**TASK DETAILS:**
Please render every line of the records below as a Markdown table with the columns Row and Line, numbering each row and skipping blank lines. Leave the pictures out.

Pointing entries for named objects
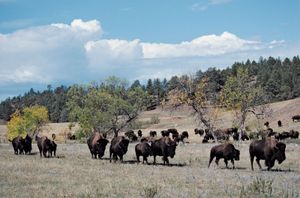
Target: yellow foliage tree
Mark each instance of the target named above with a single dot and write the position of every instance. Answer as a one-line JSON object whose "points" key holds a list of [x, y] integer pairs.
{"points": [[28, 121]]}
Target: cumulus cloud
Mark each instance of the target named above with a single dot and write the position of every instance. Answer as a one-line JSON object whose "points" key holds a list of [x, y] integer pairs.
{"points": [[114, 52], [77, 53], [201, 46], [45, 53]]}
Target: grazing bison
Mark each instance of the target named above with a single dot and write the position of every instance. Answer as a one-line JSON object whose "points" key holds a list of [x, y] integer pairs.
{"points": [[140, 133], [279, 123], [45, 146], [174, 133], [165, 133], [269, 150], [296, 118], [97, 144], [226, 151], [18, 144], [153, 133], [282, 136], [118, 147], [182, 136], [143, 149], [27, 144], [165, 147], [131, 136], [199, 131], [294, 134], [236, 136], [53, 148]]}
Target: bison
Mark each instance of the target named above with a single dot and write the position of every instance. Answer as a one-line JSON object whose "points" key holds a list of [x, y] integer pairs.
{"points": [[294, 134], [18, 145], [165, 147], [269, 150], [296, 118], [118, 147], [143, 149], [45, 146], [153, 133], [22, 145], [226, 151], [97, 144], [199, 131]]}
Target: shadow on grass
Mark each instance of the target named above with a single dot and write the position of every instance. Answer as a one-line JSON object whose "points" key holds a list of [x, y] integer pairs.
{"points": [[231, 168], [280, 170], [149, 164]]}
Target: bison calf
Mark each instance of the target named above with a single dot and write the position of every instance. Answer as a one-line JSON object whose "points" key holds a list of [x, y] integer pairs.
{"points": [[118, 147], [143, 149], [269, 150], [226, 151]]}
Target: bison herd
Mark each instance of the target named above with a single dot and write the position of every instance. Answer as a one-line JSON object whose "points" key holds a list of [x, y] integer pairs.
{"points": [[267, 148]]}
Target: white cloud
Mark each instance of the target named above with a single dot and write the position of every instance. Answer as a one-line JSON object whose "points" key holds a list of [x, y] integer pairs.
{"points": [[110, 53], [201, 46], [77, 53]]}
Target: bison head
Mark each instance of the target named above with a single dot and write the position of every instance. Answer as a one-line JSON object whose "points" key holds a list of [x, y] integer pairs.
{"points": [[279, 152], [171, 148], [101, 145], [236, 154]]}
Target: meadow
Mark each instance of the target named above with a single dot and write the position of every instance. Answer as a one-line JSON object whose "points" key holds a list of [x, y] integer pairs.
{"points": [[75, 174]]}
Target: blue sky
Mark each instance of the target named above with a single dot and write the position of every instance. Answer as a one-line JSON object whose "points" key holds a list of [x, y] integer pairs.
{"points": [[64, 42]]}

**REPLY:**
| Row | Line |
|---|---|
| 1 | Target: yellow foliage tree |
| 2 | Mark each instance of the target named above with a single dot and write the position of every instance. Answer as a one-line JSON object whose "points" key holds a list of [x, y] integer pairs. |
| 3 | {"points": [[28, 121]]} |
| 4 | Target: cumulus cloud |
| 5 | Mark each instance of the target named above with a single dot and write the position of every instance. Answer as a one-line JSON object whose "points" key holds a list of [x, y] integer pairs. |
| 6 | {"points": [[114, 52], [77, 53], [201, 46], [45, 53]]} |
| 7 | Target: grazing bison |
| 8 | Mark each instance of the target named above with a single dot and write the position of every instance. Answer as a one-line JSON object whose "points" key holds a list of [x, y] integer pairs. |
| 9 | {"points": [[140, 133], [279, 123], [45, 146], [174, 133], [165, 133], [269, 150], [296, 118], [97, 144], [226, 151], [18, 144], [153, 133], [282, 136], [118, 147], [182, 136], [143, 149], [27, 144], [165, 147], [131, 136], [199, 131], [294, 134], [236, 136], [53, 148]]} |
| 10 | Target: bison |
| 11 | Mark each instance of the target named above with a single dot and write the position of every instance. Answer as a one-line JSON object whose "points" key holds a list of [x, y] integer pairs. |
| 12 | {"points": [[294, 134], [18, 145], [165, 147], [269, 150], [296, 118], [118, 147], [143, 149], [45, 146], [153, 133], [22, 145], [226, 151], [97, 144], [199, 131]]} |
| 13 | Target: shadow on grass |
| 14 | Mark each instance of the target named above with a single dot and write the position of every instance. Answer as a one-line JSON object whose "points" key holds a list of [x, y] integer pairs. |
| 15 | {"points": [[231, 168], [280, 170], [149, 164]]} |
| 16 | Target: bison calf |
| 17 | Mark each instance of the target named above with a single dot and write the position of every instance. Answer as a one-line JSON object whose "points" key holds a list of [x, y] integer pairs. |
| 18 | {"points": [[118, 147], [143, 149], [269, 150], [226, 151]]} |
| 19 | Target: bison herd |
| 20 | Mark each instance of the target named above with a single dot and write the position of every instance. Answer as a one-line JSON object whose "points" key holds a list of [x, y] integer pairs. |
| 21 | {"points": [[267, 148]]} |
| 22 | Target: white cloud |
| 23 | Mark each instance of the target named above with a single dot and write the position of every instance. Answer as a one-line JSON object whose "points" key holds a list of [x, y] integer pairs. |
| 24 | {"points": [[110, 53], [201, 46], [77, 53]]} |
| 25 | Target: bison head |
| 26 | Mark each instance of the target named above with a single dot and write the position of every instance. Answer as a one-line JSON object whose "points" key holds a list of [x, y] integer pairs. |
| 27 | {"points": [[279, 152], [171, 148], [101, 145], [236, 154]]} |
| 28 | Target: meadow |
| 29 | Mark each instance of the target named above with a single dot and write the position of every instance. Answer as a one-line JSON object whose "points" key holds a list of [x, y] integer pairs. |
| 30 | {"points": [[75, 174]]} |
| 31 | Target: blue sky |
| 32 | Mark each instance of the target named above with a single dot and write the position of every instance. Answer as a one-line JSON object whose "points" key holds a list of [x, y] integer pairs. |
| 33 | {"points": [[64, 42]]} |